[SUPPLIED MATERIAL start]

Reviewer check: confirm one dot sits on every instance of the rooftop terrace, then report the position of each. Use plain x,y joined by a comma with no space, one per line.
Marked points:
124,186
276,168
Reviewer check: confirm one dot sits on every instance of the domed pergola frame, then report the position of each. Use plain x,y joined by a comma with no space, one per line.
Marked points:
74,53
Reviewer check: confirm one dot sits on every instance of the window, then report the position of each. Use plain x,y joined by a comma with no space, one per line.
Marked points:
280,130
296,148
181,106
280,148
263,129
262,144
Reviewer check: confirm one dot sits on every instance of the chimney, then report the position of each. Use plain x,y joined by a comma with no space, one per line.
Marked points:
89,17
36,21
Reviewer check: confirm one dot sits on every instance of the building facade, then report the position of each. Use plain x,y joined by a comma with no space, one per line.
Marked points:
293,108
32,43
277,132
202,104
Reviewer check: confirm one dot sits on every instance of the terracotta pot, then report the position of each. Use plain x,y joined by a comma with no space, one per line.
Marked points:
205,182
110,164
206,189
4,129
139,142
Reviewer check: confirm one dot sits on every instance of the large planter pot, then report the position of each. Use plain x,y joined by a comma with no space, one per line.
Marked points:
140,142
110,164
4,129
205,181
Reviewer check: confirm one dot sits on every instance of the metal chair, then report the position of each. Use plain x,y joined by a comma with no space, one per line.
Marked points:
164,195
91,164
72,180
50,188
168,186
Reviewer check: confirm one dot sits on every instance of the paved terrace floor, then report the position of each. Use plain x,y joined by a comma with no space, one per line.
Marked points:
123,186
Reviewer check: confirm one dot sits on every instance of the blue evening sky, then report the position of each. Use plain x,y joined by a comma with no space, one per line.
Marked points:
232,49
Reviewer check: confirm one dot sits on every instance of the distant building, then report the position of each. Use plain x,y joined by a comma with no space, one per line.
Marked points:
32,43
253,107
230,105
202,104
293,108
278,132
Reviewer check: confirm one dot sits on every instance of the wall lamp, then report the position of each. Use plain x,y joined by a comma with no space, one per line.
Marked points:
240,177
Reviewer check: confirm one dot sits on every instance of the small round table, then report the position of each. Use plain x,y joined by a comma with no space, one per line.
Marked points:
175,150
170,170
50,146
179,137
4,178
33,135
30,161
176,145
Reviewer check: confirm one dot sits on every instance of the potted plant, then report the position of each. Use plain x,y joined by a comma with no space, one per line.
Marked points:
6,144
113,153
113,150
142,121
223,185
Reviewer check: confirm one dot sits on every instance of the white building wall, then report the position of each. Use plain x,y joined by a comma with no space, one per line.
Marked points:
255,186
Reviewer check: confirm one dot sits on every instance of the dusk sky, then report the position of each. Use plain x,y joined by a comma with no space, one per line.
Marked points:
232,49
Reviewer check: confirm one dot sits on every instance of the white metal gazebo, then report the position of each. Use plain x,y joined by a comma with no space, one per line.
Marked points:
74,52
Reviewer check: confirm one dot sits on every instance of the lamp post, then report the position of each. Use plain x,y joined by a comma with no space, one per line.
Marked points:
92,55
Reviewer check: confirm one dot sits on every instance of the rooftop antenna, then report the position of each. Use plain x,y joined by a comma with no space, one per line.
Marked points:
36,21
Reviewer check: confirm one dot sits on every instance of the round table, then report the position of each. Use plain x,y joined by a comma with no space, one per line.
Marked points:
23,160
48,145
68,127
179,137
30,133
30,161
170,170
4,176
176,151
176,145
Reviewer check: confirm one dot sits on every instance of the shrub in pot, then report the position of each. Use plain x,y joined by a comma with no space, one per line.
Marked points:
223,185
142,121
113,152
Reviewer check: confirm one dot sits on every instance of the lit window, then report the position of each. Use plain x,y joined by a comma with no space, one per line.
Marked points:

[SUPPLIED MATERIAL end]

Copy the material above back out, exactly as written.

Reviewer check: confirm one dot sits on every instance of the rooftop terrace, then report the position of each. Use plain x,y joined by a comma with no space, one per line.
Marked points:
124,186
276,168
Reviewer check: confirm one dot sits on every instance of the domed pergola frame, then report the position of each. Use plain x,y joined by a comma with no space, one per line.
Marked points:
74,53
Reviewer check: confirm one dot sits on every instance of the window, then report the position of each. Use plain x,y joined by a comma with no space, one per line.
Marked points:
280,130
296,148
181,106
280,148
263,129
262,144
Reviewer check: confirm one dot sits on every instance of the chimney, then report the position of each. Use plain x,y joined by a comma with no space, one per line.
Marked points:
89,17
36,21
Reviewer check: confirm one dot sits on every instance of the building facade, then report the position of each. Use plain x,y joined by a comma with no space, one per line.
Marked points:
293,108
32,43
277,132
202,104
Reviewer check: confirm one dot sits on every instance of the terracotta pot, then report the position of each. Use plain x,y joined by a comma with no space, one per line.
Marked points:
205,182
110,164
206,189
4,129
139,142
Reviewer check: confirm one dot sits on every instance of the large planter pot, then report the position of each. Use plain x,y joined by a comma with no space, one per line.
Marked points:
140,142
110,164
4,129
205,181
Reviewer check: confirm one dot sits on every instance of the metal chair, then report the position of each. Use plain x,y joined by a comma with no space, one per line.
Marked points:
164,195
91,164
72,180
50,188
168,186
Reviewer check: confirm one dot sits on every instance of the paved terrace floor, then report the position of each. Use plain x,y joined by a comma with no space, one per line.
Marked points:
123,186
Reviewer check: confirm one dot sits on every instance of the blue evening sky, then report the position of each. Use plain x,y joined by a comma with no space, one per line.
Marked points:
232,49
Reviewer check: confirm one dot sits on every instance of the distant building, then report the position of each. Use plain x,y joined by a comma with no space, one per line.
Marked points:
32,43
253,107
230,105
202,104
293,108
278,132
Reviewer check: confirm one dot sits on every instance of the wall lamp, then report the position of each. Use plain x,y joined by a comma with no space, one per line.
Marked points:
240,177
Reviewer check: confirm one dot sits on every instance of the small round table, then report the position of each. Use plain x,y joined by a comma with no space, one per line.
Marked points:
175,150
170,170
50,146
179,137
4,178
33,135
30,161
176,145
Reviewer check: confirm one dot sits on every instance of the potted plant, then report the position of each. Use plain x,y joined by a comma with no space, one per line.
Marked points:
6,144
113,153
113,150
142,121
223,185
Reviewer check: confirm one dot sits on every instance of the white building wall, then report the position of each. Use plain x,y joined by a comma with no space, one per line.
Marked points:
255,186
Reviewer check: confirm one dot sits on every instance of the dusk sky, then report the position of each. Use plain x,y joined by a comma with no space, one per line.
Marked points:
232,49
Reviewer check: confirm one dot sits on every instance of the white metal gazebo, then report the position of each. Use plain x,y joined by a comma with no space, one per line.
Marked points:
74,52
Reviewer check: confirm one dot sits on every instance of the lamp post, then report the position of each. Use plain x,y joined by a comma with no space, one per line.
Marked points:
92,55
Reviewer check: confirm one dot sits on every instance of the rooftop antenna, then report the position of each. Use plain x,y joined by a comma with no space, one per line.
Marked points:
36,21
Reviewer check: confirm one dot sits on every instance of the round table, then report the position of each. Use plain x,y joined by a comma with no space, one per line.
Marked points:
23,160
48,145
68,127
179,137
30,133
30,161
170,170
4,176
176,151
176,145
Reviewer check: confirm one dot sits on every instance of the shrub in pot, then report the position of each. Use plain x,y joined by a comma with no space, one per line.
Marked points:
223,185
142,121
113,152
Reviewer check: confirm one dot sits on every instance of the lit window, then report the position of each. Use plain x,y joined by a comma with no space, one per line.
Marked points:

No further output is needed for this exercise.